Blending realism and fantasy with convincing creative bombast, Quentin Tarantino's Once Upon a Time . . . in Hollywood masterfully cloaks the absurd.
Closely following Rick Dalton (Leonardo DiCaprio) and Cliff Booth's (Brad Pitt) declining filmic fortunes, it patiently develops resounding depth where a closed mind might only breed shallows.
It's quite long.
I asked myself, why are we following Booth home for 7 to 10 minutes to watch him feed his dog and eat Kraft Dinner? The sequence establishes him as a loveable everyman, but this characteristic could have been highlighted without taking up so much time.
Similarly, Sharon Tate (Margot Robbie) goes to the movies. Her visit doesn't seem to have much purpose besides paying visceral tribute to a star who's life was cut brutally short, but it's there, again and again, taking up ample sensuous space, it's kind of cool to see an actress go out to see her own film, but couldn't the scenes have only lasted for a minute or two, in total, or been removed entirely without effecting the plot?

=======

Reproduce the film review word for word, everything from "Blending realism and" down to "so much time.".

Saved entries:
=======

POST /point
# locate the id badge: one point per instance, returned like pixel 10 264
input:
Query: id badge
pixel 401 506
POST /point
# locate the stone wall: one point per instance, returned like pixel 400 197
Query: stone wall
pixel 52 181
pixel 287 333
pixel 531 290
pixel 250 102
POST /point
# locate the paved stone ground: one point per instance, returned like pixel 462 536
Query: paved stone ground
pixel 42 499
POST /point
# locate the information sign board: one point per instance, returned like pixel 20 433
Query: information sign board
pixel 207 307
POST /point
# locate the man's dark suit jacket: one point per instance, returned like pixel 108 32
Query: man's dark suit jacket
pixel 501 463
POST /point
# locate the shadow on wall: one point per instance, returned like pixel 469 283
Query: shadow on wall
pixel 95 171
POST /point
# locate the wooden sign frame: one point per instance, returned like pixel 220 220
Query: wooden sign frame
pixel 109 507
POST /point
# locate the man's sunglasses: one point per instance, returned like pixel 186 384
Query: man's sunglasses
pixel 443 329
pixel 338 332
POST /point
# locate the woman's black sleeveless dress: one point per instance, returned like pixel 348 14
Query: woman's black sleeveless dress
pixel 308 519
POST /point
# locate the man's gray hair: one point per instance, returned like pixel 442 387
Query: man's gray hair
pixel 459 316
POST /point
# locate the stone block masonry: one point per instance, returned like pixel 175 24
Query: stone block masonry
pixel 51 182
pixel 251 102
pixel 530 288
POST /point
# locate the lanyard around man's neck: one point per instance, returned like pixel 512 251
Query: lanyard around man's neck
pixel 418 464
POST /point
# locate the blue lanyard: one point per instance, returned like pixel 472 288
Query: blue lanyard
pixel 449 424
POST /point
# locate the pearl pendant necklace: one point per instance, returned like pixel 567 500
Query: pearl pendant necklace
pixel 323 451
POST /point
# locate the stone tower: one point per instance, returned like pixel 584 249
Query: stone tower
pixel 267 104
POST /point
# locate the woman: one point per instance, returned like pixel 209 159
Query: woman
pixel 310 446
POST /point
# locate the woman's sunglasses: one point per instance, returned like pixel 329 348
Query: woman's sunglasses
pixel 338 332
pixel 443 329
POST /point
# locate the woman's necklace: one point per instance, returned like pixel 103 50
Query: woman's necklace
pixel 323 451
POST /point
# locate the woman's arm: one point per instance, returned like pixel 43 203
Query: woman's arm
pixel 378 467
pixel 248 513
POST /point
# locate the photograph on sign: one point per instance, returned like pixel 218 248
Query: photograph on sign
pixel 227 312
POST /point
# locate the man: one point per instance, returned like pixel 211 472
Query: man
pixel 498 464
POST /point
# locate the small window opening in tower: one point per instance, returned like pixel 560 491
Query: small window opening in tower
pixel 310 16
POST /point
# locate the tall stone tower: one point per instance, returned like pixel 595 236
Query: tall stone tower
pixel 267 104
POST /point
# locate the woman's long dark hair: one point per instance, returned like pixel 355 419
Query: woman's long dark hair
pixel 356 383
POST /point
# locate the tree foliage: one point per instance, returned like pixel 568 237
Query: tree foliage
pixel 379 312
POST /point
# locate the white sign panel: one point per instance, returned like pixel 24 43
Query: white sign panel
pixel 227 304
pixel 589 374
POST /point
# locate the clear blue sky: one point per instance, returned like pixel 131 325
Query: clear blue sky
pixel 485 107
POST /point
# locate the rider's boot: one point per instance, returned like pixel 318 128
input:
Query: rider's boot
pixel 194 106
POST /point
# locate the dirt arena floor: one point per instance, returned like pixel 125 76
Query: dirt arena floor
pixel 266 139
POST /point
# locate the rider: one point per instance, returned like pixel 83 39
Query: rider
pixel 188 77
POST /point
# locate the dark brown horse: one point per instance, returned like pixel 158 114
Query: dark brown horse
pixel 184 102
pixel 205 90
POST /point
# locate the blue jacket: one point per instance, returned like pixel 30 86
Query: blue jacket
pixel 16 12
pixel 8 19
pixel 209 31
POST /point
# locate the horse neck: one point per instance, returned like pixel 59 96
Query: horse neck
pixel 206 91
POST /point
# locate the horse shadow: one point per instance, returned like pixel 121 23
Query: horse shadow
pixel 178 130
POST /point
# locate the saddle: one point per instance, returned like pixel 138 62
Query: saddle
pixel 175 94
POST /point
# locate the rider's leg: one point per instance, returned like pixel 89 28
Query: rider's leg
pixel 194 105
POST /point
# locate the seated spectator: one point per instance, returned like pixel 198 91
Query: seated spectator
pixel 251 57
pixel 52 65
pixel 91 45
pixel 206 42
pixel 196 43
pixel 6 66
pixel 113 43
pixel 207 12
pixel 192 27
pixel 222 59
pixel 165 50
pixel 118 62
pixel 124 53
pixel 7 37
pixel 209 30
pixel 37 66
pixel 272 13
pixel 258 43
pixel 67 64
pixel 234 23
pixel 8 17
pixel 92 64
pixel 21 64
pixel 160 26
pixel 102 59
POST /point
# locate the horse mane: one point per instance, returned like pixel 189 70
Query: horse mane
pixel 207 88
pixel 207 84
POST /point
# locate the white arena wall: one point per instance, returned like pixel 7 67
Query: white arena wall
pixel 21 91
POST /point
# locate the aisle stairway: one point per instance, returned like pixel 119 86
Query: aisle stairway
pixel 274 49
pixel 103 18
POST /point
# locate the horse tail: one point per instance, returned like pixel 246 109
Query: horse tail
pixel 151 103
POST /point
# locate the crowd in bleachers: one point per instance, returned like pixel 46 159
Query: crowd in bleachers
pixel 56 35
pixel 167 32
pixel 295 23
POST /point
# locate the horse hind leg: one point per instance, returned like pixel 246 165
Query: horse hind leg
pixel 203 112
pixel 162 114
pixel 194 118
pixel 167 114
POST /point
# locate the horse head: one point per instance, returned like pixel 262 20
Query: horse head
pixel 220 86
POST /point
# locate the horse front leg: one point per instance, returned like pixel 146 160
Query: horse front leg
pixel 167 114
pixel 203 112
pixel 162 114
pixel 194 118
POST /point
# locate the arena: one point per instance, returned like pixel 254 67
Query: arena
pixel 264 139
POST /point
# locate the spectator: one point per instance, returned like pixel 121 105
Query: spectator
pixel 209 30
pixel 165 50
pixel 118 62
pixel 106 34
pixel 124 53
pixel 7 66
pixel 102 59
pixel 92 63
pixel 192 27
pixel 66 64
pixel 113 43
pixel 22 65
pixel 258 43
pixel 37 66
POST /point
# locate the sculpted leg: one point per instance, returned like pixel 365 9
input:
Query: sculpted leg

=======

# ANSWER FOR THE TASK:
Blending realism and fantasy with convincing creative bombast, Quentin Tarantino's Once Upon a Time . . . in Hollywood masterfully cloaks the absurd.
Closely following Rick Dalton (Leonardo DiCaprio) and Cliff Booth's (Brad Pitt) declining filmic fortunes, it patiently develops resounding depth where a closed mind might only breed shallows.
It's quite long.
I asked myself, why are we following Booth home for 7 to 10 minutes to watch him feed his dog and eat Kraft Dinner? The sequence establishes him as a loveable everyman, but this characteristic could have been highlighted without taking up so much time.